TASK OBJECTIVE:
Reproduce every one of the lines below verbatim.

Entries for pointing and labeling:
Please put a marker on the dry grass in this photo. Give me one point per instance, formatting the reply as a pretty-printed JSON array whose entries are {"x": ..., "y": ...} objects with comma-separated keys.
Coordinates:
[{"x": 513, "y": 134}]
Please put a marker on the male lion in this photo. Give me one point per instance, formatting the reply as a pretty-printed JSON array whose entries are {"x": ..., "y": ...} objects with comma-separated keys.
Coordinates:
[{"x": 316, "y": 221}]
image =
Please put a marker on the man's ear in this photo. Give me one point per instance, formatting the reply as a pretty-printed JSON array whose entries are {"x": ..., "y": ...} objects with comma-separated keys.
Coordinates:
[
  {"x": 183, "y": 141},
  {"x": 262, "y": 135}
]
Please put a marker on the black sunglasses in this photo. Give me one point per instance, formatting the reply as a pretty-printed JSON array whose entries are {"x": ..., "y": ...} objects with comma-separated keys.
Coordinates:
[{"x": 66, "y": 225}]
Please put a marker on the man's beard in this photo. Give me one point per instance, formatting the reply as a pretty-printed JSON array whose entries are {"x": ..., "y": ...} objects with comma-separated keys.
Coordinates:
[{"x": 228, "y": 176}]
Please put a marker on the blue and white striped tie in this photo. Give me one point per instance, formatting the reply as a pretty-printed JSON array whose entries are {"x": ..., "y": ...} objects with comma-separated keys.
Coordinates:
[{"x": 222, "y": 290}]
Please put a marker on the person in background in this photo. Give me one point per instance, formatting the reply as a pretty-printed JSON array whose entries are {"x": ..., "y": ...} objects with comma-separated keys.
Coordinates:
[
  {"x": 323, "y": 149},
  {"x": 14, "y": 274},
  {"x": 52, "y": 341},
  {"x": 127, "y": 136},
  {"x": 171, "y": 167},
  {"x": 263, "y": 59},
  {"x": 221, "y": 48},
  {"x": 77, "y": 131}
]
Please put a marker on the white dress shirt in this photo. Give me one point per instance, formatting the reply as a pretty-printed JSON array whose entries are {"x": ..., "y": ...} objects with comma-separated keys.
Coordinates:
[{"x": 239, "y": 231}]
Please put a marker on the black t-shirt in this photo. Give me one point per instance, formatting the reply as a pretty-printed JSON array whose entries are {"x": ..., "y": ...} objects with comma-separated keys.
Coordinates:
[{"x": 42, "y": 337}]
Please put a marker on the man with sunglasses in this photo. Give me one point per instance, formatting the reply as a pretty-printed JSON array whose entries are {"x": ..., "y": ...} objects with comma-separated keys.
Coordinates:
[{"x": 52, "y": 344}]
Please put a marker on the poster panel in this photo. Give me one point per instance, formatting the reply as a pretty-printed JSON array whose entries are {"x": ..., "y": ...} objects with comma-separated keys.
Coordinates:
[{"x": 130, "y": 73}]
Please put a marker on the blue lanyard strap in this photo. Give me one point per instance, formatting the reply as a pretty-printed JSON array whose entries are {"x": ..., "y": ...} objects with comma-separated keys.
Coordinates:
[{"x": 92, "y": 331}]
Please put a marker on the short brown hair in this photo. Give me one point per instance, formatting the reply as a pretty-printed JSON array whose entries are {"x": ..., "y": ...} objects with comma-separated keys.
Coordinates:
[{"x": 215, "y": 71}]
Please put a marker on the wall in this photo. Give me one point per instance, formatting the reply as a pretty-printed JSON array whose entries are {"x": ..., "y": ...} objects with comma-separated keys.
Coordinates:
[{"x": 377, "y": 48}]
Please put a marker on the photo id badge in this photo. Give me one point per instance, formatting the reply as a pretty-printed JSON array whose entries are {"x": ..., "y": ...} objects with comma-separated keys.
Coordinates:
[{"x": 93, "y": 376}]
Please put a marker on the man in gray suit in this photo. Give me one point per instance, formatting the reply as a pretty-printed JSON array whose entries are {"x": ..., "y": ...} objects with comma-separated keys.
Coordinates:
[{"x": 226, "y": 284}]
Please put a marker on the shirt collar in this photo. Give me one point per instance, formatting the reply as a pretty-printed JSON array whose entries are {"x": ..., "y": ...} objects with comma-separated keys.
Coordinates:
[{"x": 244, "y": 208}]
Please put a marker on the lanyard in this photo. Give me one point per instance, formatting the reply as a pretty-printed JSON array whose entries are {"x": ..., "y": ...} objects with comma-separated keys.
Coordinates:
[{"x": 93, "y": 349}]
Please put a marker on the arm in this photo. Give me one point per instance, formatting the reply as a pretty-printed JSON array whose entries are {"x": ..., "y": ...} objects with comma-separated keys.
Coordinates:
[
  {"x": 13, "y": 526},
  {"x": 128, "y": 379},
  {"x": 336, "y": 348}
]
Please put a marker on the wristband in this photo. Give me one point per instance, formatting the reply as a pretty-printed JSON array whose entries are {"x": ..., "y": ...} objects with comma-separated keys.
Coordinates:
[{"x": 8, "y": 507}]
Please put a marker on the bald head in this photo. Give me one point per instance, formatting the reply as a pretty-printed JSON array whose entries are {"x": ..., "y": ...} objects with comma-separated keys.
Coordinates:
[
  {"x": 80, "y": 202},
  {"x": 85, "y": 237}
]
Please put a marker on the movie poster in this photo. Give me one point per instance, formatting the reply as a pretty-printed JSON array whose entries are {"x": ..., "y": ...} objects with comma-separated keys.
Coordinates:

SOLUTION:
Please put a marker on the dry grass in this photo. Give me one point per instance, formatting the reply as a pretty-printed JSON array whose entries are {"x": ..., "y": ...} objects with comma-separated keys.
Coordinates:
[{"x": 513, "y": 134}]
Please put a marker on the male lion in this photo. Give me one point per instance, formatting the reply as a pretty-printed JSON array whose entries are {"x": ..., "y": ...} objects with comma-separated keys.
Coordinates:
[{"x": 316, "y": 221}]
image =
Please put a marker on the man's ear in this photo. Give me one point per instance, formatting the reply as a pretty-printed JSON array whose entries are {"x": ..., "y": ...} objects with comma-separated keys.
Coordinates:
[
  {"x": 183, "y": 141},
  {"x": 262, "y": 135}
]
Please put a marker on the black sunglasses in this photo. Give me one point per instance, formatting the reply as a pretty-printed JSON array whose entries are {"x": ..., "y": ...} objects with comma-separated keys.
Coordinates:
[{"x": 66, "y": 225}]
Please put a marker on the man's beard in this photo. Give me one point per instance, formatting the reply as a pretty-printed JSON array whose entries are {"x": ..., "y": ...} objects with comma-separated keys.
Coordinates:
[{"x": 228, "y": 176}]
Please put a marker on the blue and white striped tie in this photo. Give me one point per instance, formatting the reply as a pretty-printed JSON array whose entries are {"x": ..., "y": ...} objects with comma-separated keys.
Coordinates:
[{"x": 222, "y": 290}]
Please put a marker on the person in background in this photo. Give me one point per instance, formatting the reply as a pretty-printed JSON array whose entries are {"x": ..., "y": ...} objects with comma-separated keys.
Coordinates:
[
  {"x": 323, "y": 149},
  {"x": 14, "y": 274},
  {"x": 52, "y": 341},
  {"x": 127, "y": 136},
  {"x": 171, "y": 167},
  {"x": 263, "y": 59},
  {"x": 221, "y": 48},
  {"x": 77, "y": 131}
]
Please put a marker on the white dress shirt in this photo. Give me one point per instance, formatting the reply as a pretty-printed JSON array whose entries are {"x": ..., "y": ...} objects with comma-separated keys.
Coordinates:
[{"x": 239, "y": 231}]
Please put a marker on the black t-shirt in this photo. Give me one point per instance, formatting the reply as a pretty-printed JSON array whose entries are {"x": ..., "y": ...} objects with comma-separated keys.
Coordinates:
[{"x": 42, "y": 337}]
Please put a marker on the man with sunglasses in this photo. Give me one point per instance, formatting the reply as a pretty-printed JSON array whose entries are {"x": ..., "y": ...} objects with comma-separated keys.
Coordinates:
[{"x": 52, "y": 344}]
Please put a marker on the poster panel in this photo. Give me one point per instance, formatting the reply as a pretty-printed JSON array whose entries are {"x": ..., "y": ...} objects with comma-separated keys.
Coordinates:
[{"x": 130, "y": 73}]
Please put a marker on the blue lanyard strap in this photo. Give me one point per instance, formatting the reply as a pretty-printed JSON array whose entries are {"x": ..., "y": ...} objects with comma-separated keys.
Coordinates:
[{"x": 92, "y": 331}]
Please put a marker on the short brown hair in this photo. Give me one point per instance, formatting the reply as a pretty-printed JSON array whose entries are {"x": ..., "y": ...} objects with comma-separated keys.
Coordinates:
[{"x": 215, "y": 71}]
Please put a marker on the wall in this photo. Give me one point per instance, formatting the reply as a pretty-printed JSON array whose entries are {"x": ..., "y": ...} objects with comma-separated keys.
Coordinates:
[{"x": 377, "y": 48}]
Please put a marker on the photo id badge in this photo. Give me one point per instance, formatting the reply as a pretty-printed JSON array whose entries are {"x": ..., "y": ...} objects with comma-separated keys.
Coordinates:
[{"x": 93, "y": 376}]
Please put a marker on the man in gray suit in this photo. Give me one point per instance, formatting the reply as a pretty-printed JSON array whose entries are {"x": ..., "y": ...} objects with comma-separated keys.
Coordinates:
[{"x": 226, "y": 284}]
Please put a marker on the shirt collar in this photo. Give me one point per instance, formatting the reply as a pretty-printed JSON array whose entries are {"x": ..., "y": ...} objects with comma-separated keys.
Coordinates:
[{"x": 244, "y": 208}]
Please put a marker on the lanyard in this photo. Give me one point per instance, formatting the reply as a pretty-printed JSON array whose entries are {"x": ..., "y": ...} objects with comma-separated keys.
Coordinates:
[{"x": 93, "y": 349}]
Please put a marker on the arm in this photo. Give me one point per instance, formatting the reply as a pretty-printed JSON array whose entries are {"x": ..., "y": ...} objects with comma-separated keys.
Coordinates:
[
  {"x": 13, "y": 526},
  {"x": 128, "y": 379},
  {"x": 336, "y": 348}
]
Please put a marker on the wristband in this photo. Give me one point per instance, formatting the reply as a pretty-printed JSON array whose entries are {"x": ..., "y": ...} objects with comma-separated keys.
Coordinates:
[{"x": 8, "y": 507}]
Please put a marker on the bald head in this photo. Give me one point per instance, formatting the reply as a pretty-printed JSON array whose entries are {"x": ..., "y": ...} objects with comma-separated keys.
Coordinates:
[
  {"x": 80, "y": 202},
  {"x": 85, "y": 237}
]
Please put a marker on the movie poster in this photo. Give me one point per instance, formatting the reply as a pretty-printed JSON array whose entries are {"x": ..., "y": ...} objects with comma-separated keys.
Coordinates:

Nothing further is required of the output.